DO THIS
Reproduce the entries below word for word, from the line with "Target: bus front bumper" up to and including the line with "column 326, row 235".

DATA LINES
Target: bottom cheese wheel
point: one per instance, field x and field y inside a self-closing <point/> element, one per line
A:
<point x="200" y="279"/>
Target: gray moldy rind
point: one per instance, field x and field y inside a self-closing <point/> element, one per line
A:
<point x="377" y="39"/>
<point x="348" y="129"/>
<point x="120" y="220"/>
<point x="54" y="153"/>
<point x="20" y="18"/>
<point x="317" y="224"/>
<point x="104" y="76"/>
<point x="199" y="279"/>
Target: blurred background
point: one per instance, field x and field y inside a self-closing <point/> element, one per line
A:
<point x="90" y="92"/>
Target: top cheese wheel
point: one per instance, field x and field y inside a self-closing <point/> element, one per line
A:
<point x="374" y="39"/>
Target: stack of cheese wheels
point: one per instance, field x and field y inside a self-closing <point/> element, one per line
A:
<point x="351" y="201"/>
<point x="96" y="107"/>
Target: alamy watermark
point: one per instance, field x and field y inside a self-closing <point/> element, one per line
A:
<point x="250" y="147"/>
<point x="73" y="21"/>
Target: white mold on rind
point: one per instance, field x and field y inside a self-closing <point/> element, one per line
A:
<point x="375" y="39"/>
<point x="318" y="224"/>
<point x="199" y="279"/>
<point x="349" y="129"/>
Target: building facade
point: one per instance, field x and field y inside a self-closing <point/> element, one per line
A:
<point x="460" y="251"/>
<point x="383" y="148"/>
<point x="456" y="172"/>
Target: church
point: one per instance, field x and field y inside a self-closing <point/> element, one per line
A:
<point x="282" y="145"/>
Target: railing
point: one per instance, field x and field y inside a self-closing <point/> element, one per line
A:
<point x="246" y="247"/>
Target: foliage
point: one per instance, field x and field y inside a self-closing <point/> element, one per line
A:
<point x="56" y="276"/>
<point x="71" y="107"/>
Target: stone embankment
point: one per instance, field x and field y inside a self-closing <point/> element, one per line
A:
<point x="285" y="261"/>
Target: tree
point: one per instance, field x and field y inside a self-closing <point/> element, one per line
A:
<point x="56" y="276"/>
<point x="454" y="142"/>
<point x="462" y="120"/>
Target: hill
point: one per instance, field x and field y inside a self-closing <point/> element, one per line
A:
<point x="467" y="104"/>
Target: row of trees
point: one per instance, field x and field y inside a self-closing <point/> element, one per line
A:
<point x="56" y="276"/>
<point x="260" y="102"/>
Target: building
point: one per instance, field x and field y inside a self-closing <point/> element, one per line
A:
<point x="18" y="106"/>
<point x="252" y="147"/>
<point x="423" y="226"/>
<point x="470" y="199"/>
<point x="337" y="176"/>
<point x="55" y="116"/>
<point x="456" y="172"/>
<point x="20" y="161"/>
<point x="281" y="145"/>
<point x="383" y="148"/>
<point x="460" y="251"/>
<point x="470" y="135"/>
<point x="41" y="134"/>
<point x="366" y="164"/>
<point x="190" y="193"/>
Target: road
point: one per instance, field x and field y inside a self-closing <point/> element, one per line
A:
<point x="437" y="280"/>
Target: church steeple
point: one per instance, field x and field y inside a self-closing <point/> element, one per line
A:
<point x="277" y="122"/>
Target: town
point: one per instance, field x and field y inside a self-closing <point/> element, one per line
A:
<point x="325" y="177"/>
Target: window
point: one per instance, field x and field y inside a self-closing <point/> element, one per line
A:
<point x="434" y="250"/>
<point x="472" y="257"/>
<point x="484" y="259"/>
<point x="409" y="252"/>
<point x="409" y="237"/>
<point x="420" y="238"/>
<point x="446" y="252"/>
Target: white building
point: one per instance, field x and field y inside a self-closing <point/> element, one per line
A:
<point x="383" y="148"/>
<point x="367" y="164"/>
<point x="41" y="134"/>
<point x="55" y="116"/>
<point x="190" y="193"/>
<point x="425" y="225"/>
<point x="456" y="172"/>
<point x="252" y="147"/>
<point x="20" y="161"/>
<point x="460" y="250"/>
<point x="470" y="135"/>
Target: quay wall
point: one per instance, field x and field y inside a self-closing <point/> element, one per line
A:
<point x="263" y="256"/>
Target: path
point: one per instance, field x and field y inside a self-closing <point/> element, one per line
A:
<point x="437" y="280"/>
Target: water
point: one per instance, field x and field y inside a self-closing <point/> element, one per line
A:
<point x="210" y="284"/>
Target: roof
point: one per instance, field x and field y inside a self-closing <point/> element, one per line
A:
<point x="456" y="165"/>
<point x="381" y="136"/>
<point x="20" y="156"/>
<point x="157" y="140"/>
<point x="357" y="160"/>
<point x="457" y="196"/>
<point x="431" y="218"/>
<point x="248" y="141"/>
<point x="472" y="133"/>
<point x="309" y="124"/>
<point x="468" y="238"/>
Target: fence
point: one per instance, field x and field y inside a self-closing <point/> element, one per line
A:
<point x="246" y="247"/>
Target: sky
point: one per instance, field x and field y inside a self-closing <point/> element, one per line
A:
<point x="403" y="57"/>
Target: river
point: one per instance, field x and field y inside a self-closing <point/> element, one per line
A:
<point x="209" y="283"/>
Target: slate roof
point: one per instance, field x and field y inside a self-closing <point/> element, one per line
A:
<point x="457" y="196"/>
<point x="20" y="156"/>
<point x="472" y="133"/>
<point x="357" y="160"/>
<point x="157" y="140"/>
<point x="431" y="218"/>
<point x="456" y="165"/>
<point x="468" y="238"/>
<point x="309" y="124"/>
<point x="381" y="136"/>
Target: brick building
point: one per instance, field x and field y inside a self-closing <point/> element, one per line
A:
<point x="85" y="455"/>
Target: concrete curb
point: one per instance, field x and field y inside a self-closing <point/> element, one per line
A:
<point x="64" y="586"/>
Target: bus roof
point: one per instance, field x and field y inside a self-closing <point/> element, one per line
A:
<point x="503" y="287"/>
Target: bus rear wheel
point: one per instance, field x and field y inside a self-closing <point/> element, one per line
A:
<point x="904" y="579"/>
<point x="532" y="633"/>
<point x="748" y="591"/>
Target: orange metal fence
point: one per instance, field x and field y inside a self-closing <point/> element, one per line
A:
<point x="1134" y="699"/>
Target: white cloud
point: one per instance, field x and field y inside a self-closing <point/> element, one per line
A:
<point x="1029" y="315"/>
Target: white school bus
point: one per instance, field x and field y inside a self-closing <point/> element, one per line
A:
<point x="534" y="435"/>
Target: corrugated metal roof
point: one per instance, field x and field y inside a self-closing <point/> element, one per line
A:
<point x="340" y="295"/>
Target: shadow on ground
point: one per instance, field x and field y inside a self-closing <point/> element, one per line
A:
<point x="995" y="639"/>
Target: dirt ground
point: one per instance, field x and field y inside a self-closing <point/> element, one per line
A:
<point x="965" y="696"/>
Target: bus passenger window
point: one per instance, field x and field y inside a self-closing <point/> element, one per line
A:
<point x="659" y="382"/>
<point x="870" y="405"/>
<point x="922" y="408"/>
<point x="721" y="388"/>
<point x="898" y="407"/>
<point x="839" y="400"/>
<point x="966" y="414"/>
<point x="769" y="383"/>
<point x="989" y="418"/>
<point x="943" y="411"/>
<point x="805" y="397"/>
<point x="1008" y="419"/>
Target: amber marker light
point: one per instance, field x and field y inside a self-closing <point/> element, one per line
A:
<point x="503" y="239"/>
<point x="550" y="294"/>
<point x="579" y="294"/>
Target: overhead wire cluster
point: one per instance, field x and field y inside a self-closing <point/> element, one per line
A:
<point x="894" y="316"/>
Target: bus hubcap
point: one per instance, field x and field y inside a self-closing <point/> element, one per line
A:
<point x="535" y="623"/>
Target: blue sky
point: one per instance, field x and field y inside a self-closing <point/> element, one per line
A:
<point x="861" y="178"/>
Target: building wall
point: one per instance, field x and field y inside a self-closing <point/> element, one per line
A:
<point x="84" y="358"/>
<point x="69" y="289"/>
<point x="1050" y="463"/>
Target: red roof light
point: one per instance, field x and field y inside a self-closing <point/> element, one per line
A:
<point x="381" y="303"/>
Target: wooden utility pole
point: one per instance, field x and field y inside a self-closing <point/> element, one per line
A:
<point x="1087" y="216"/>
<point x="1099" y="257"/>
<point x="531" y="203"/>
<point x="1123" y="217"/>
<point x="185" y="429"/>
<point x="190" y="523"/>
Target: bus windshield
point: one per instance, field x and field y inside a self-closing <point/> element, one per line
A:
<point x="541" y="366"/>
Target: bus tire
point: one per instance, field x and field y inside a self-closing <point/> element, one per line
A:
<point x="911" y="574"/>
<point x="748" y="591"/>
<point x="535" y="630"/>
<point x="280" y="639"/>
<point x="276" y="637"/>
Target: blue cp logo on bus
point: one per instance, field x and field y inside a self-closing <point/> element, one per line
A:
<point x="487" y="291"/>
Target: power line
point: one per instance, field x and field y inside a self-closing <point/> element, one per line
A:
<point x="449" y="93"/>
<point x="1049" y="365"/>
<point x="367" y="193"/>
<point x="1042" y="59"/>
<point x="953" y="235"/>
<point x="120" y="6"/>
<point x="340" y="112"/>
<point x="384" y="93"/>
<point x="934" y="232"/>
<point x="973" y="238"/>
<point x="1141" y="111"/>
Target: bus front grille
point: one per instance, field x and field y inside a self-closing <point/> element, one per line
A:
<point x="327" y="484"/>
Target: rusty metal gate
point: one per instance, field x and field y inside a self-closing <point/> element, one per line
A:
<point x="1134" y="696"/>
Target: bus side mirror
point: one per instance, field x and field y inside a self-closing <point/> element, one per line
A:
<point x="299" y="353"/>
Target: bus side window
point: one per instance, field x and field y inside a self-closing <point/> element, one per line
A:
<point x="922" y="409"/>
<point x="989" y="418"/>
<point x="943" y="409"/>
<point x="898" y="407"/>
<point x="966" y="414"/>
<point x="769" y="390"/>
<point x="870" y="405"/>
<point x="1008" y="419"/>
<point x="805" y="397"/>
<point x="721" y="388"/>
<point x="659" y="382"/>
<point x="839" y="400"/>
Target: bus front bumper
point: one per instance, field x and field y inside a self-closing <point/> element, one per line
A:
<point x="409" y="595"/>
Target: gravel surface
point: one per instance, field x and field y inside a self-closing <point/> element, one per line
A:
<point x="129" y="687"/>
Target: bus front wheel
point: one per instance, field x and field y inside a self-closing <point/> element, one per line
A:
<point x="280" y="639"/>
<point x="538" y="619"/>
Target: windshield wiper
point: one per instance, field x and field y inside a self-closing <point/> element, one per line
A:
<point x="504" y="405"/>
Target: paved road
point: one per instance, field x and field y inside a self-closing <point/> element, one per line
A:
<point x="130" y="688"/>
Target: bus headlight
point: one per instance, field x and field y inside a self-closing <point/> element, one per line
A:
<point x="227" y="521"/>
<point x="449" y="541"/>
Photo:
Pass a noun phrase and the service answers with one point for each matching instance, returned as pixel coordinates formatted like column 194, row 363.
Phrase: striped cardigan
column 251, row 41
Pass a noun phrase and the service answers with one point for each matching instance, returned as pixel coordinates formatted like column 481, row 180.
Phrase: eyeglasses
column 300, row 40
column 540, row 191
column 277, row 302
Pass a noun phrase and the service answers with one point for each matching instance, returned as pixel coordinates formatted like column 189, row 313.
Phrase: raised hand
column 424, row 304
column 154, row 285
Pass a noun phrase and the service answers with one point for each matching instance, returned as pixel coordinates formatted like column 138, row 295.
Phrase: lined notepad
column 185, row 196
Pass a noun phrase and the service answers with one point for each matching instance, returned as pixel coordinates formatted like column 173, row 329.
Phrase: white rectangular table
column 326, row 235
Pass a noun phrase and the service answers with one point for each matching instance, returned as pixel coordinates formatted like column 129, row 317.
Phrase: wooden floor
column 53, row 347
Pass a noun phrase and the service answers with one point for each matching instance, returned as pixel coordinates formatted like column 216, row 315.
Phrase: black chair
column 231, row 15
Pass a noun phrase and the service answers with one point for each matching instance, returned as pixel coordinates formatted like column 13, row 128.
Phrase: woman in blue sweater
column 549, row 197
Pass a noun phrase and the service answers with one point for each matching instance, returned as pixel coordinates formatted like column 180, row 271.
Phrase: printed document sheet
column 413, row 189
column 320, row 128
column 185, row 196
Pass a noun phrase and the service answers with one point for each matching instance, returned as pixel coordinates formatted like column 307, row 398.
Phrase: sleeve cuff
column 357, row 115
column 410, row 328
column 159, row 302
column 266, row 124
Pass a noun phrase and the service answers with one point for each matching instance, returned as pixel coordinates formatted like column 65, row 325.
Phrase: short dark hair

TASK OUTPUT
Target: bus front bumper
point: one per instance, field x and field y inside a self-closing <point/> element, one per line
A:
<point x="409" y="595"/>
Target: gravel surface
point: one per instance, field x and field y inside a self-closing <point/> element, one per line
A:
<point x="129" y="687"/>
Target: bus front wheel
point: one per instance, field x and field y inside a self-closing <point/> element, one per line
A:
<point x="280" y="639"/>
<point x="538" y="619"/>
Target: windshield wiper
point: one per instance, field x and field y inside a self-closing <point/> element, one per line
A:
<point x="504" y="405"/>
Target: paved road
point: one per instance, field x and field y inside a self-closing <point/> element, one per line
A:
<point x="130" y="688"/>
Target: bus headlight
point: one per instance, field x and field y inside a self-closing <point/> element, one per line
A:
<point x="227" y="521"/>
<point x="449" y="541"/>
Photo:
Pass a noun phrase and the service answers with one point for each matching instance, returned as pixel coordinates formatted like column 194, row 363.
Phrase: striped cardigan
column 251, row 41
Pass a noun phrase and the service answers with one point for each matching instance, returned as pixel coordinates formatted like column 481, row 180.
Phrase: eyeglasses
column 300, row 40
column 540, row 191
column 277, row 302
Pass a noun phrase and the service answers with one point for each matching instance, returned as pixel coordinates formatted like column 189, row 313.
Phrase: raised hand
column 424, row 304
column 154, row 285
Pass a noun phrase and the service answers with one point for each matching instance, returned as pixel coordinates formatted like column 138, row 295.
Phrase: lined notepad
column 185, row 196
Pass a noun phrase and the service answers with one point for each matching instance, returned as pixel coordinates formatted like column 173, row 329.
Phrase: white rectangular table
column 326, row 235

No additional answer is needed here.